• WHAT YOU ARE ASKED TO DO
All lines holding the word "black" are to be copied from the records beneath.

• RECORD SET
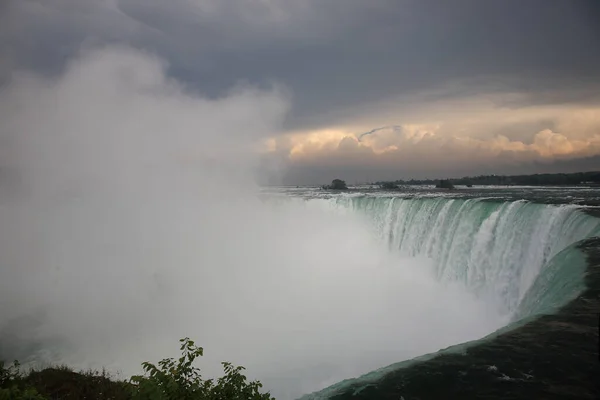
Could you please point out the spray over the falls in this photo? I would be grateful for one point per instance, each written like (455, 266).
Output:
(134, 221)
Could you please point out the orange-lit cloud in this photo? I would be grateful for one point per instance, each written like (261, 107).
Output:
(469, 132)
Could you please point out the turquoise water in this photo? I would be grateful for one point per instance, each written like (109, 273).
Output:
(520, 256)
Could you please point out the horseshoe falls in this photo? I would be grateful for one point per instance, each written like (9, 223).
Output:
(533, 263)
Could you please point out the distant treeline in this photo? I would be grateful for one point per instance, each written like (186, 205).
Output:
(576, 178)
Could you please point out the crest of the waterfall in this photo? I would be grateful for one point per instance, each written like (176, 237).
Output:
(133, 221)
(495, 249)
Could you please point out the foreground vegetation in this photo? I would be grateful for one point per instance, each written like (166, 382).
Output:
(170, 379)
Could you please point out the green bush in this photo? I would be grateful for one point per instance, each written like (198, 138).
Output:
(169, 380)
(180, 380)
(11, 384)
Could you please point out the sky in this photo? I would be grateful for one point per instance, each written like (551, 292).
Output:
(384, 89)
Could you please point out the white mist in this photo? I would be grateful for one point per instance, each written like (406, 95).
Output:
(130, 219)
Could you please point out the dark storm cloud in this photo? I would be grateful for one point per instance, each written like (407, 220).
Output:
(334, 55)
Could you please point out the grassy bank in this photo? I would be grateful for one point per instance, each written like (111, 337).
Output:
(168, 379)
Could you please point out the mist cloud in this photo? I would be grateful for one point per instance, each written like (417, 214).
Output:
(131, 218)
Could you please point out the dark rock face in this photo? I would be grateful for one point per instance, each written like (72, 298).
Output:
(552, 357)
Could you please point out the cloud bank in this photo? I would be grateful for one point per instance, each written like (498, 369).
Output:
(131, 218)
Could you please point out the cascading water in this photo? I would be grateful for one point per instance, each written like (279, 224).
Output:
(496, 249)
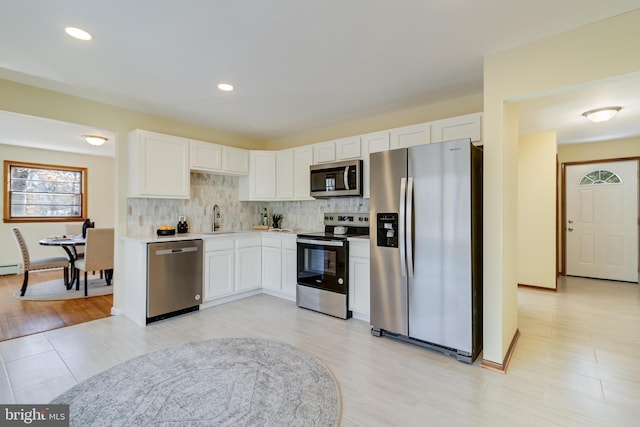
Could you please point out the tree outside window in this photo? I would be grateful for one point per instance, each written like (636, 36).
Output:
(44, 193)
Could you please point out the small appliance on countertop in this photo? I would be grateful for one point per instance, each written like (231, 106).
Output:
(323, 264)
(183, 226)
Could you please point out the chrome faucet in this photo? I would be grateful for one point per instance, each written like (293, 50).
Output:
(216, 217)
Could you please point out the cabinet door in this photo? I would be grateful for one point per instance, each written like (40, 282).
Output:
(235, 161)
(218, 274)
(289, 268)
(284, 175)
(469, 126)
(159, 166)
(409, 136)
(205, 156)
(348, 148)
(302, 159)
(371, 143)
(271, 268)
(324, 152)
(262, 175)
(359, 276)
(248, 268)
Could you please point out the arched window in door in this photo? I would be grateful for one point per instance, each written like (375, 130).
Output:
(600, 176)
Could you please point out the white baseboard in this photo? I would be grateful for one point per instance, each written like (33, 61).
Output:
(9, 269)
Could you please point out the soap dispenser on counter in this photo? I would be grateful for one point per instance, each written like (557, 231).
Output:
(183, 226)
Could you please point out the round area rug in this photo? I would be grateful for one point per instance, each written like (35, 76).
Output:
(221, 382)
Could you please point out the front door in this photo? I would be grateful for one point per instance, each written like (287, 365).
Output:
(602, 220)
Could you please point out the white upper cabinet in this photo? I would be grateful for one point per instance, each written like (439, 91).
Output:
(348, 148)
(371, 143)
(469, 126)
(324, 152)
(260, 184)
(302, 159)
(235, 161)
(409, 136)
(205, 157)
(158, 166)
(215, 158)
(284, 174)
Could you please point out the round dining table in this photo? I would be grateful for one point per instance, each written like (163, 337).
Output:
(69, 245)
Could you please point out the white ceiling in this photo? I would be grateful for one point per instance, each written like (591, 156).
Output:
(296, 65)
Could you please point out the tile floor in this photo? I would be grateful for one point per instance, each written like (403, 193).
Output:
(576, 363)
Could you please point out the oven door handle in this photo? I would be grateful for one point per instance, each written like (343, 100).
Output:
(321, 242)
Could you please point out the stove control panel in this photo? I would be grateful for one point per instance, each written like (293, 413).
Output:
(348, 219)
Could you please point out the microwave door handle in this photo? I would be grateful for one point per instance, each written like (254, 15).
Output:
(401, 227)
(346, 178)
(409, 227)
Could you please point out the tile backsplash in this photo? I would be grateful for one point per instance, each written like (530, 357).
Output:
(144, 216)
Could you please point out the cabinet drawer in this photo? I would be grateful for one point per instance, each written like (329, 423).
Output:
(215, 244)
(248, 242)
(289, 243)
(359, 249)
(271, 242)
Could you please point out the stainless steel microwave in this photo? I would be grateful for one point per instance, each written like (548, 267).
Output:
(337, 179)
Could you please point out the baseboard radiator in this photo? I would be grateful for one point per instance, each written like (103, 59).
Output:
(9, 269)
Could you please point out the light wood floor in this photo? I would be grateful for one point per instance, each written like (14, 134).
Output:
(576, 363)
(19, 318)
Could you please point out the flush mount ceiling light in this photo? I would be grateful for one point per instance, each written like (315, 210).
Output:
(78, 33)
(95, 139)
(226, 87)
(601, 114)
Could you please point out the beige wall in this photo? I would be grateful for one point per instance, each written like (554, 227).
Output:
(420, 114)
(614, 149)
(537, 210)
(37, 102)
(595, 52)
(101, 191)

--

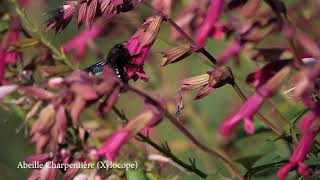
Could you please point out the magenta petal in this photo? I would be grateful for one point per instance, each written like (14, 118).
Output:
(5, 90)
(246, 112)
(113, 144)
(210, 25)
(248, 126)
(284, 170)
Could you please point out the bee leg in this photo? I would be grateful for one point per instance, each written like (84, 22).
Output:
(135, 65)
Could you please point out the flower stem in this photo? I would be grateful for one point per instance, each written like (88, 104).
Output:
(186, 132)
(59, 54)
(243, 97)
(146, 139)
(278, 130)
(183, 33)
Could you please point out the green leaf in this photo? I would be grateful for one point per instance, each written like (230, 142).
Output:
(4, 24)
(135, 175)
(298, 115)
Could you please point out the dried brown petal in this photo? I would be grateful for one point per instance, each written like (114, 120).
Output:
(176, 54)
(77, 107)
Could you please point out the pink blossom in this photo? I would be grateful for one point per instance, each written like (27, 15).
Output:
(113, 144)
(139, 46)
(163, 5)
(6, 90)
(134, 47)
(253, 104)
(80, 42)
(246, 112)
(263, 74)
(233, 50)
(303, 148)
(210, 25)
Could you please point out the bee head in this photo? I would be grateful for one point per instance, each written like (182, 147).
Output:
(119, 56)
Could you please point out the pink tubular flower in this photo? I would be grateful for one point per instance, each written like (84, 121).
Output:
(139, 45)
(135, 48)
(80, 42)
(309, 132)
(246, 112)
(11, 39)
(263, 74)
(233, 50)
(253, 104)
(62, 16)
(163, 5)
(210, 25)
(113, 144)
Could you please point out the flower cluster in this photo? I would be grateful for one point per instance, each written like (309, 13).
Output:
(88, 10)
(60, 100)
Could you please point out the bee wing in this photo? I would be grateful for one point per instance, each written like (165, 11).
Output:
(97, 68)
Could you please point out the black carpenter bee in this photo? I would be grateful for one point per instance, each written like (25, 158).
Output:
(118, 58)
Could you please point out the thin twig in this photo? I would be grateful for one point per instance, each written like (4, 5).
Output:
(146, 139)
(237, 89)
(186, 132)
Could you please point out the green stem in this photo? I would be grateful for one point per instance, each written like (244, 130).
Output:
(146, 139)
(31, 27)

...

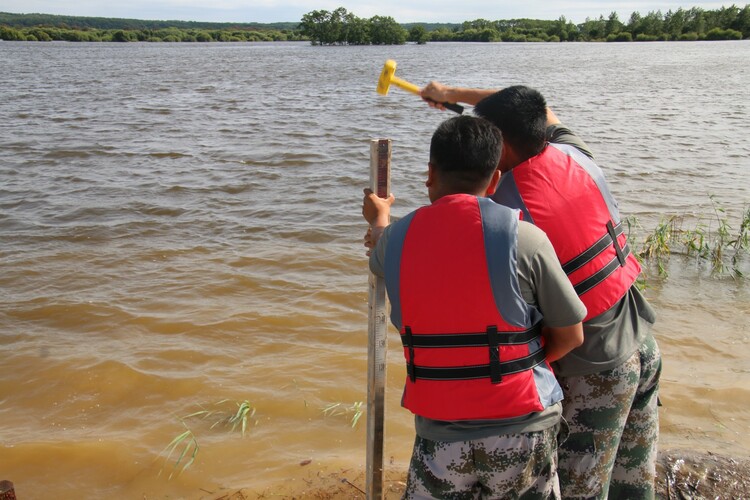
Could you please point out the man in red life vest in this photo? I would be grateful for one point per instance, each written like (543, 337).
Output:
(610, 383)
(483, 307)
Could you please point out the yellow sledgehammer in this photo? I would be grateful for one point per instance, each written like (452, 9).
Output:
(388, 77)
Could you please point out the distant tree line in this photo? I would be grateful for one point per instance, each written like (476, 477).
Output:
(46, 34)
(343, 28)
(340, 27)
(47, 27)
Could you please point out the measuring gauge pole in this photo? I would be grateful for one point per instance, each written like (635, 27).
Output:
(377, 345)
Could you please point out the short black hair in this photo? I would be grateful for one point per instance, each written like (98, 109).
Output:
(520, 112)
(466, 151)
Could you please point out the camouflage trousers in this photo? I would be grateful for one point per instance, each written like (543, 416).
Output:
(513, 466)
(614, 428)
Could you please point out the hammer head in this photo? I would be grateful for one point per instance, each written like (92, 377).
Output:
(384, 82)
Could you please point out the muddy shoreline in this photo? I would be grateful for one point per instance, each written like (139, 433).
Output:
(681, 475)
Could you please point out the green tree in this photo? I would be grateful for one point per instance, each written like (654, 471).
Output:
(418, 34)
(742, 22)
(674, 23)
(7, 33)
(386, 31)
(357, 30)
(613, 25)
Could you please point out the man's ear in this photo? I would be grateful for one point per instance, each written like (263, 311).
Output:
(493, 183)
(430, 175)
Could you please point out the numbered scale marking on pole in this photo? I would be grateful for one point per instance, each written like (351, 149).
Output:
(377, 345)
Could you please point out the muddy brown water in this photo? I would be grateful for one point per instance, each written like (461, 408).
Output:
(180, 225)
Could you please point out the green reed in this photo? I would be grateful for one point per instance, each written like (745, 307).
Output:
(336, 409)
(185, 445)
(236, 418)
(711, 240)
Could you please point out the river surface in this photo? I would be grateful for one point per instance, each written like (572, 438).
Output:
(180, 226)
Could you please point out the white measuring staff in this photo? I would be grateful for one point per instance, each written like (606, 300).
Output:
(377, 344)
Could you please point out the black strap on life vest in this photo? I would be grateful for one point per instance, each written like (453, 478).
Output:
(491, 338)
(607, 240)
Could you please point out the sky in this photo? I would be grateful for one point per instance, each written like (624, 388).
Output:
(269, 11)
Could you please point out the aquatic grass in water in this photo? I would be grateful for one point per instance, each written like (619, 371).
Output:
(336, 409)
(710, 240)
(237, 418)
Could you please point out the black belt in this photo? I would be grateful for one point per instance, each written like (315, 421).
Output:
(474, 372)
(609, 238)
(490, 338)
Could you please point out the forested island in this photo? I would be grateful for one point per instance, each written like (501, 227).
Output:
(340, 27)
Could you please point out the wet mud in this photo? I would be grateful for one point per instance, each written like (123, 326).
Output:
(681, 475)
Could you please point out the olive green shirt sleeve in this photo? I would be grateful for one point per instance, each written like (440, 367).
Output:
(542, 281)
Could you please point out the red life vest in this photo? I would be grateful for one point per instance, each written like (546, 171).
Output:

• THE ANSWER
Could you please point out the black carpenter bee in this photo? I would be grateful for one point per instance, each written like (25, 158).
Could you please point out the short black hair in this photo? I would be grateful for one point per instance, each written like (98, 109).
Could you please point out the black strap on life vest in this photo? I would be grateful for one point per instance, each written like (453, 478).
Could you please point out the black belt in this photo? I would be grateful for one point per instance, each written like (315, 421).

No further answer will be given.